Problem requirements → The answer is all of the entries below, repeated exactly and free of pictures.

Referring expression pointing data:

+++

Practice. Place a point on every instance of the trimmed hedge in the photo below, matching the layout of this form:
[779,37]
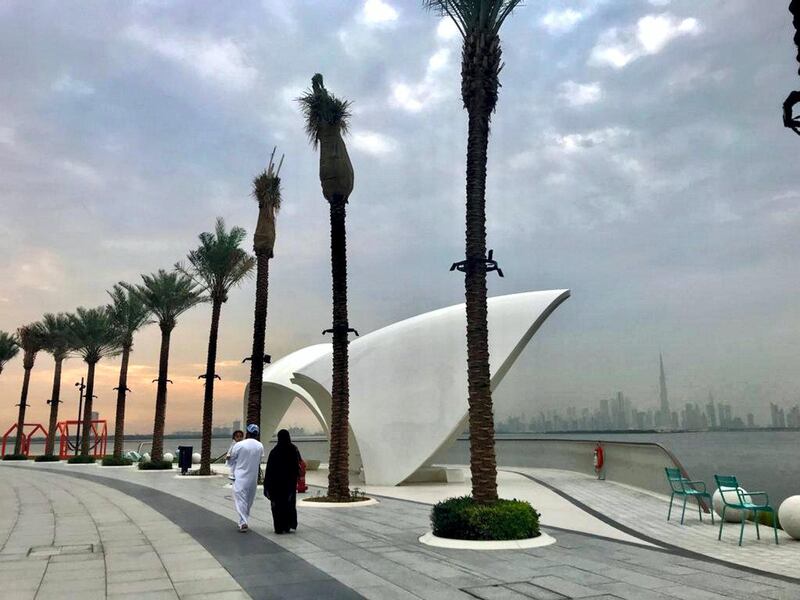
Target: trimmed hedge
[14,457]
[81,460]
[155,465]
[112,461]
[463,518]
[46,458]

+++

Finished task →
Practice. Place a point on every instance of the trimmed hedge in the photo below, matching the layout of this form:
[779,37]
Target: trimmed hedge
[14,457]
[81,460]
[155,465]
[112,461]
[463,518]
[46,458]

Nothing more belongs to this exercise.